THE EXERCISE:
Rewrite every line of the items below as a single JSON list of strings, with one string per line and blank lines omitted.

..........

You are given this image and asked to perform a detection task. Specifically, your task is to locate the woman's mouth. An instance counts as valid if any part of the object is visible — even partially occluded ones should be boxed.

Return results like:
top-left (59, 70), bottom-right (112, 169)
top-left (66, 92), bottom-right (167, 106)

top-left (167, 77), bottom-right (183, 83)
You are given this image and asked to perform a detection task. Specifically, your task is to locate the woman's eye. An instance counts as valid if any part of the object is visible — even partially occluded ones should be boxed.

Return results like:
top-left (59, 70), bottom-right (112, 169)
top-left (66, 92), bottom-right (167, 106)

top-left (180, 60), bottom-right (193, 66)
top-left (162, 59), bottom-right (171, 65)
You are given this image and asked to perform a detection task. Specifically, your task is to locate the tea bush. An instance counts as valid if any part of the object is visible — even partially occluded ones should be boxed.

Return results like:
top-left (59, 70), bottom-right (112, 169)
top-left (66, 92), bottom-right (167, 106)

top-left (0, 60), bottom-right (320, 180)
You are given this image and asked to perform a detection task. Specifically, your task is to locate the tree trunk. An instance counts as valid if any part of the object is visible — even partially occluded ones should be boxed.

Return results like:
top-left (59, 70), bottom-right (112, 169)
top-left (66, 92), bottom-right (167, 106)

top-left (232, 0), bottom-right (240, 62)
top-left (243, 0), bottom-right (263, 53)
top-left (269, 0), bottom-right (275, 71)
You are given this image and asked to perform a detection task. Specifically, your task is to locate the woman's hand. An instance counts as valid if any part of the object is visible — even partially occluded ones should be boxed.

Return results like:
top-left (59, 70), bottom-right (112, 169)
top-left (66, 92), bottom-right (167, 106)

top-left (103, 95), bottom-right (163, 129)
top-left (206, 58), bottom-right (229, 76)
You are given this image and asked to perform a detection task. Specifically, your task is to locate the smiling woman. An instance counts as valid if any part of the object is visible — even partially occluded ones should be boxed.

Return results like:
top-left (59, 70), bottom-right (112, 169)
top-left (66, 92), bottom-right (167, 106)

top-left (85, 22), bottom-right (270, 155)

..........

REPLY TO THE EXERCISE:
[
  "You are given this image and asked to perform a detection task. Specifically, your task is to locate the woman's mouth. An instance counts as valid if any part of the object is visible — even partially occluded ones should be boxed.",
  "Return results like:",
  "top-left (59, 70), bottom-right (112, 169)",
  "top-left (66, 92), bottom-right (167, 106)",
  "top-left (167, 77), bottom-right (183, 83)",
  "You are given this image and asked to perform a detection task. Specifically, your task is to locate the woman's eye. An instance counts as valid if any part of the object is visible — even partially occluded ones should be boxed.",
  "Return results like:",
  "top-left (59, 70), bottom-right (112, 169)",
  "top-left (66, 92), bottom-right (167, 106)",
  "top-left (180, 60), bottom-right (193, 66)",
  "top-left (162, 59), bottom-right (171, 65)",
  "You are given this image and asked to perform a detection task. Specifically, your task is to locate the tea bush. An instance counts as valid if any part of the object is visible — even partially occluded ones should be boxed.",
  "Return results like:",
  "top-left (59, 70), bottom-right (112, 169)",
  "top-left (66, 92), bottom-right (167, 106)",
  "top-left (0, 60), bottom-right (320, 180)",
  "You are given this image and asked to perform a detection task. Specifically, your task is to locate the tree trunk. An instance counts as valid if any part of the object is visible — even partially occluded ones should be boxed.",
  "Return results like:",
  "top-left (59, 70), bottom-right (112, 169)",
  "top-left (66, 92), bottom-right (167, 106)",
  "top-left (232, 0), bottom-right (240, 62)",
  "top-left (243, 0), bottom-right (263, 53)",
  "top-left (269, 0), bottom-right (275, 71)",
  "You are given this image and asked to perform a detection task. Specifically, your task is to locate the woman's hand. An instance counts as valid if any part of the object is visible — even partially occluded ones should be boxed.",
  "Return results like:",
  "top-left (59, 70), bottom-right (112, 169)",
  "top-left (66, 92), bottom-right (167, 106)",
  "top-left (103, 95), bottom-right (163, 129)",
  "top-left (206, 58), bottom-right (229, 76)",
  "You are given this image and asked to perform a detection task. Specifically, your task is to locate the smiling woman. An instance counts as valid if any part of the object is visible — even partially occluded ones should be boxed.",
  "Return results like:",
  "top-left (59, 70), bottom-right (112, 169)",
  "top-left (66, 92), bottom-right (167, 106)",
  "top-left (85, 22), bottom-right (270, 155)"
]